_Input rows_
□ □ □ □ □

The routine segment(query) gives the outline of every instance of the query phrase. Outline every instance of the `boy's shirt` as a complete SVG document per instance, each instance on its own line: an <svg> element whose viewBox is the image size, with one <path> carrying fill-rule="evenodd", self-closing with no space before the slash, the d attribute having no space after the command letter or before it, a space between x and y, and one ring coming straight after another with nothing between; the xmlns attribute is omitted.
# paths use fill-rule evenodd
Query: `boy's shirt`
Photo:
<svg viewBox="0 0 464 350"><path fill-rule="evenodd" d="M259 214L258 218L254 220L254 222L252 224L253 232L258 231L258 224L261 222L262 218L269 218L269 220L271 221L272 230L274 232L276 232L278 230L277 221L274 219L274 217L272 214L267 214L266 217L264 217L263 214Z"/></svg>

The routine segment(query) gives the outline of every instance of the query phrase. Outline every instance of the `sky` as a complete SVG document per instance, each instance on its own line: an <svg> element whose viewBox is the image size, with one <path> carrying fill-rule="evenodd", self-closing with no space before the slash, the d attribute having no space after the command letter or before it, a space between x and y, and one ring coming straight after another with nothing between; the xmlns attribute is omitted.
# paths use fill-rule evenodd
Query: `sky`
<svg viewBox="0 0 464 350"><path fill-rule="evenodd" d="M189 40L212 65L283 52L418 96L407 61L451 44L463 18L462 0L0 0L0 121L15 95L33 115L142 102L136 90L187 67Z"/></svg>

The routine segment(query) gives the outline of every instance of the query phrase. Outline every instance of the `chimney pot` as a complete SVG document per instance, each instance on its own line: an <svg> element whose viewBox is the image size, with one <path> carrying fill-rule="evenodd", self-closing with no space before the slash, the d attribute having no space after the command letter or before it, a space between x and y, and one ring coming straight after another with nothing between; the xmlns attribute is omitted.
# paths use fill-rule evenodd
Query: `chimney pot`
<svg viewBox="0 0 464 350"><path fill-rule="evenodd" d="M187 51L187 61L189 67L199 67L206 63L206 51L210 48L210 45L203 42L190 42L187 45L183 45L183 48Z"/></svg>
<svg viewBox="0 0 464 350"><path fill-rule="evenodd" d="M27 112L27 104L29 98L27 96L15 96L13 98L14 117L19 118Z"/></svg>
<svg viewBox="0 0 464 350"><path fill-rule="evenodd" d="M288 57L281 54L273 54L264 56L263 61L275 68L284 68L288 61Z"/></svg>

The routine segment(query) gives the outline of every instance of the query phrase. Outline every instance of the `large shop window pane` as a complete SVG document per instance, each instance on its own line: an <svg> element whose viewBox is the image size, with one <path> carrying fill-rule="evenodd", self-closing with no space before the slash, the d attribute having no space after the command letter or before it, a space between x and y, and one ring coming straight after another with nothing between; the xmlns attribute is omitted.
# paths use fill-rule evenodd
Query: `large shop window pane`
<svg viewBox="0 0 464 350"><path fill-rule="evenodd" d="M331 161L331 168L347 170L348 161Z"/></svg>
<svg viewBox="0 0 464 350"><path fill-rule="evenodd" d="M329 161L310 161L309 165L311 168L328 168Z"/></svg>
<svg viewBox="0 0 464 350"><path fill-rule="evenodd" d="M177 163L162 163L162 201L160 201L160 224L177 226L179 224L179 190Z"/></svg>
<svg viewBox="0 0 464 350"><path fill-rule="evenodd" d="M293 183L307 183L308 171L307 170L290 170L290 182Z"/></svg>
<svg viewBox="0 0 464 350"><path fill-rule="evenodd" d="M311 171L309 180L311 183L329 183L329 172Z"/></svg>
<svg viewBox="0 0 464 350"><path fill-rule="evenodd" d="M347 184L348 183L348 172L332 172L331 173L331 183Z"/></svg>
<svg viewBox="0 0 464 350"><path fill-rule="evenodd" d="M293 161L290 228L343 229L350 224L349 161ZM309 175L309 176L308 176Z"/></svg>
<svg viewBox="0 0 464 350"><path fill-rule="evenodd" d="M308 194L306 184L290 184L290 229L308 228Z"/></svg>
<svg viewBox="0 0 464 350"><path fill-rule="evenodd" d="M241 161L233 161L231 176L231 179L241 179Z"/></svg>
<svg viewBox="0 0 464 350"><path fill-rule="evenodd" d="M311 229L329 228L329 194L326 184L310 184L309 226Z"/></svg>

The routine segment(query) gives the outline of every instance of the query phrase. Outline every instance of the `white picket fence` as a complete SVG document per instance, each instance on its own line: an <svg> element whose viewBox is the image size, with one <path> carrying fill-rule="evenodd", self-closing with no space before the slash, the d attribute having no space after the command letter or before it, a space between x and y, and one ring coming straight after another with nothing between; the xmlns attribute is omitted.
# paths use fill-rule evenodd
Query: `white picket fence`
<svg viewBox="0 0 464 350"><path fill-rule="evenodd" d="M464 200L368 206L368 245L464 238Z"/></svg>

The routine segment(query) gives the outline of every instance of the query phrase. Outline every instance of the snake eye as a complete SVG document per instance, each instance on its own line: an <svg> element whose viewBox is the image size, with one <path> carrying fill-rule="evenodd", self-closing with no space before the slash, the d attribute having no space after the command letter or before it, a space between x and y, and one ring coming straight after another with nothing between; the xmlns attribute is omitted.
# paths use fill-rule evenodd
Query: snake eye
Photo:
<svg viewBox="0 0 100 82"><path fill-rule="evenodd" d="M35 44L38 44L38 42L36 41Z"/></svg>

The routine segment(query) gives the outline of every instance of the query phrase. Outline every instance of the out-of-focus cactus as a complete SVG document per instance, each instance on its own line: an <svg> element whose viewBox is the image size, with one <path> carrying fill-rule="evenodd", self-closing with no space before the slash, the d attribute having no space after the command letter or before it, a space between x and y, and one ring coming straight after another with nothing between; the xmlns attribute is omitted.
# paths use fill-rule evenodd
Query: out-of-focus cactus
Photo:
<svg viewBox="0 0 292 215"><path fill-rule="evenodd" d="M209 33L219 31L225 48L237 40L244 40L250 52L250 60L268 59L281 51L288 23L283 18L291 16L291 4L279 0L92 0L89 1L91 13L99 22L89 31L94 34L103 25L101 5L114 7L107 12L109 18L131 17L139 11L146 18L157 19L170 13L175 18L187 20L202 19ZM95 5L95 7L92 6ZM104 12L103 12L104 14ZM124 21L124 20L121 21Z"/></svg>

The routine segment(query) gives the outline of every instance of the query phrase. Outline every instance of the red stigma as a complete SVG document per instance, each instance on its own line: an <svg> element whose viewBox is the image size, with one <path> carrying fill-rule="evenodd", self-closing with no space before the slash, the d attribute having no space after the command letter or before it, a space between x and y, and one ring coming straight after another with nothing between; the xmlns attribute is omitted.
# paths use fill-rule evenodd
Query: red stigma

□ □ □ □ □

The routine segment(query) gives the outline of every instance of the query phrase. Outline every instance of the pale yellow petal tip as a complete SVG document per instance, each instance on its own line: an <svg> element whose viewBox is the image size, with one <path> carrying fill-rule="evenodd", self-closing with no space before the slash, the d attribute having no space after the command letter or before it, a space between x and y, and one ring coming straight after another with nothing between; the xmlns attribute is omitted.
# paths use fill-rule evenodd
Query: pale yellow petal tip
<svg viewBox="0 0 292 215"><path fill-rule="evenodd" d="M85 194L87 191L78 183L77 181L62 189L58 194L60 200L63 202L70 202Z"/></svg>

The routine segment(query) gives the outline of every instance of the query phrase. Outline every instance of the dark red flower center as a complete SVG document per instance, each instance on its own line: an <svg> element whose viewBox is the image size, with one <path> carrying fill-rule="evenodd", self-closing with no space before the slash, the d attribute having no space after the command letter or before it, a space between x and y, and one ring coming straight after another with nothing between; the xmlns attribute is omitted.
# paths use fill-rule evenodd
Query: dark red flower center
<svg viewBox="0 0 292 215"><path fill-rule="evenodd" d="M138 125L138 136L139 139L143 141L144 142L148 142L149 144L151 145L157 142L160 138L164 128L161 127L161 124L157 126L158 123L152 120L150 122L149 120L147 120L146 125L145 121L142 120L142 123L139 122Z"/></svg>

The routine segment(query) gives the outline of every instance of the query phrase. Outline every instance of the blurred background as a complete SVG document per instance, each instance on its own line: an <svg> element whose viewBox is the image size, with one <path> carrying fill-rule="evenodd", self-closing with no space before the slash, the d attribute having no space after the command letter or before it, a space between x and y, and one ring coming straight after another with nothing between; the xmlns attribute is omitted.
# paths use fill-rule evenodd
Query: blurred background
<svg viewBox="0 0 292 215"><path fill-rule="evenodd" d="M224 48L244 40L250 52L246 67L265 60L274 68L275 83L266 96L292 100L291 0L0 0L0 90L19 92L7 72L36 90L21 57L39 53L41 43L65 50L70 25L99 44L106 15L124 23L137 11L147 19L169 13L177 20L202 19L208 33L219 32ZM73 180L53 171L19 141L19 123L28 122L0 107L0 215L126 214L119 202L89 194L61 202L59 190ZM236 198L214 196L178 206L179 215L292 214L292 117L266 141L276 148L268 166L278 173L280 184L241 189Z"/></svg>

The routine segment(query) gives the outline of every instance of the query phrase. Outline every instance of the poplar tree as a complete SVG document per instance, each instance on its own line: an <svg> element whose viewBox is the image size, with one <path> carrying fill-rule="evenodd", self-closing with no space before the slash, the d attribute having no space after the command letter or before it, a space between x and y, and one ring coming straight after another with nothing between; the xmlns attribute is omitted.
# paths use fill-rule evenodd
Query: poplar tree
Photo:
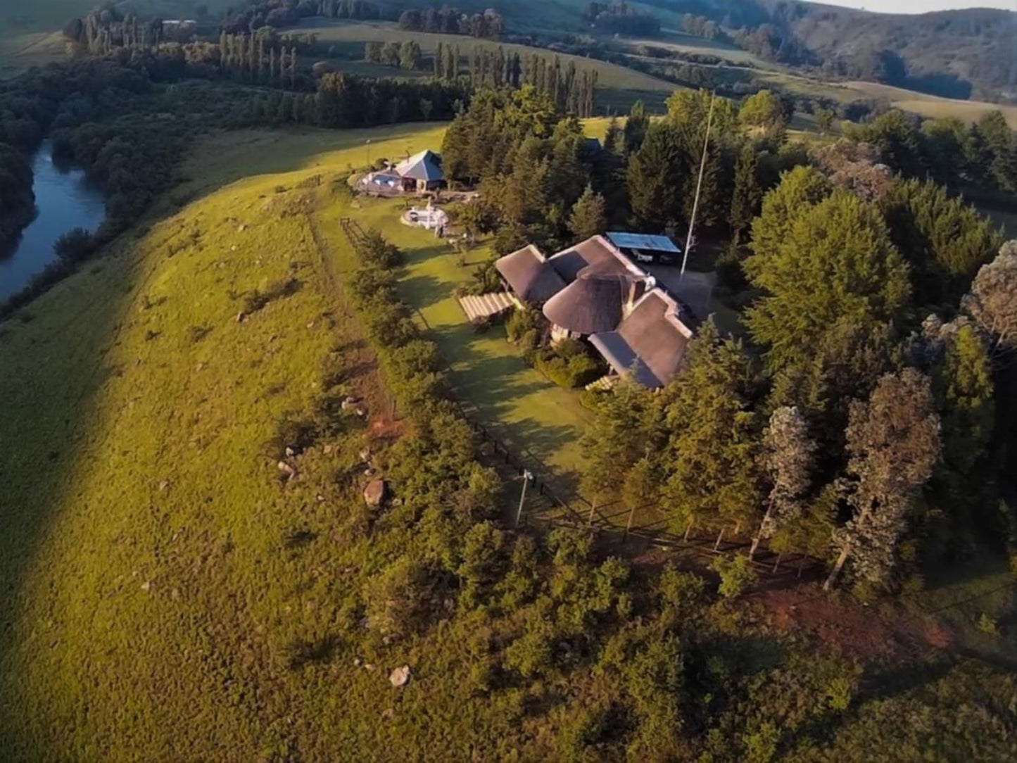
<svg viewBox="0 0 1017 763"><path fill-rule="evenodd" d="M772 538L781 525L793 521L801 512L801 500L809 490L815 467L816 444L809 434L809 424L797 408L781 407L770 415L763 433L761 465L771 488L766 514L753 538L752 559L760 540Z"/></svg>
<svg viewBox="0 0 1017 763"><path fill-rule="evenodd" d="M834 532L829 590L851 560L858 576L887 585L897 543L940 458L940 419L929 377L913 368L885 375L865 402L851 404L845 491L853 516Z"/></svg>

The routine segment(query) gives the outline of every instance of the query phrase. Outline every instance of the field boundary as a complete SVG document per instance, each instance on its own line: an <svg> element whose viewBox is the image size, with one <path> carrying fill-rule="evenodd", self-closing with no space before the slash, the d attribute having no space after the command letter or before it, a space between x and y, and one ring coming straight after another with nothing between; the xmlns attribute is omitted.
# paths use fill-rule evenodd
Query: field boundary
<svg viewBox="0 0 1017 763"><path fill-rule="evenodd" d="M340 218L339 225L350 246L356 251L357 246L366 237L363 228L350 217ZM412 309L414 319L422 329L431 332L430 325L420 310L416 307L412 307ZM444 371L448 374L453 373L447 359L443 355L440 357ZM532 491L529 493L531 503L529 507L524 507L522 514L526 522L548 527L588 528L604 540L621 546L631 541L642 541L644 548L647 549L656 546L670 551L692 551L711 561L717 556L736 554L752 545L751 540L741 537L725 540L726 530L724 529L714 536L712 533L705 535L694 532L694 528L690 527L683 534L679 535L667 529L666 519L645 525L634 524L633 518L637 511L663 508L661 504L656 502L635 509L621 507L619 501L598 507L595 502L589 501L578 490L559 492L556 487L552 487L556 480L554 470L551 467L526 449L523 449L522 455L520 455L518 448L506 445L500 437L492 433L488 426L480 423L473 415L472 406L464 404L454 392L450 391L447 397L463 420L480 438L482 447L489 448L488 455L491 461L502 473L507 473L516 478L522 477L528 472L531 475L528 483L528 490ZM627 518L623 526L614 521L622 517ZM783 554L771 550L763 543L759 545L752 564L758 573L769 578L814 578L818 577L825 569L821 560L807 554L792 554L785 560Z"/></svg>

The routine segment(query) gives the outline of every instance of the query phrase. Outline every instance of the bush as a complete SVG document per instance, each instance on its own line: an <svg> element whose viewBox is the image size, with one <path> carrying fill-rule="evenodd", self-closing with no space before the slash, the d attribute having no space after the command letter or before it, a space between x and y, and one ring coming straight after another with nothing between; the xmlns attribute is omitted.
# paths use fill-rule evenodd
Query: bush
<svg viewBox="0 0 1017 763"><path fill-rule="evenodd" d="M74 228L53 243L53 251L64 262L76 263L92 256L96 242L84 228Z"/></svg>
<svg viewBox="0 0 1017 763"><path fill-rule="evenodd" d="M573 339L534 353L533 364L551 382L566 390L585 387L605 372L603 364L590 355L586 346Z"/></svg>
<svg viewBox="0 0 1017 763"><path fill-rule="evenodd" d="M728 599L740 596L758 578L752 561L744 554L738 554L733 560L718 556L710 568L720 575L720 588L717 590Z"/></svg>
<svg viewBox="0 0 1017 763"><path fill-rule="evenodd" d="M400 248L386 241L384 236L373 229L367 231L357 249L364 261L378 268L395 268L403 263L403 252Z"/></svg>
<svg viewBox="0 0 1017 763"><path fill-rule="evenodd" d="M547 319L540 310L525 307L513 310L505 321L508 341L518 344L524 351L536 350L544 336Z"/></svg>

□ □ □ □ □

_Aim of the exercise_
Return the lines from the one containing "of the out-of-focus" through the one containing "Query: red stigma", both ends included, and reproduce them verbatim.

_Response to this exercise_
The routine segment(query) gives the outline of every instance of the query phrase. Outline every instance of the out-of-focus cactus as a complete SVG document per instance, each instance on its own line: an <svg> element whose viewBox is the image size, with one <path> carrying fill-rule="evenodd", self-closing with no space before the slash, the d attribute having no space after the command letter or before it, a space between x and y, and one ring coming straight after another with nothing between; the xmlns attribute is omitted.
# paths use fill-rule evenodd
Query: out-of-focus cactus
Photo:
<svg viewBox="0 0 292 215"><path fill-rule="evenodd" d="M209 33L219 31L225 48L237 40L244 40L250 52L250 60L268 59L281 51L288 23L283 18L291 16L291 4L279 0L92 0L89 1L91 13L99 22L89 31L94 34L103 25L101 5L114 7L107 12L109 18L131 17L139 11L146 18L157 19L170 13L175 18L187 20L202 19ZM95 5L95 7L92 6ZM104 12L103 12L104 14ZM124 21L124 20L121 21Z"/></svg>

The routine segment(query) gives the outline of every instance of the query phrase. Outline every instance of the red stigma as a complete SVG document per instance, each instance on its own line: an <svg> element whose viewBox is the image size, with one <path> carrying fill-rule="evenodd", self-closing with no space before the slash, the d attribute having no space after the command letter or before it, a space between x and y, and one ring coming straight after another with nothing between; the xmlns attribute is omitted.
# paths use fill-rule evenodd
Query: red stigma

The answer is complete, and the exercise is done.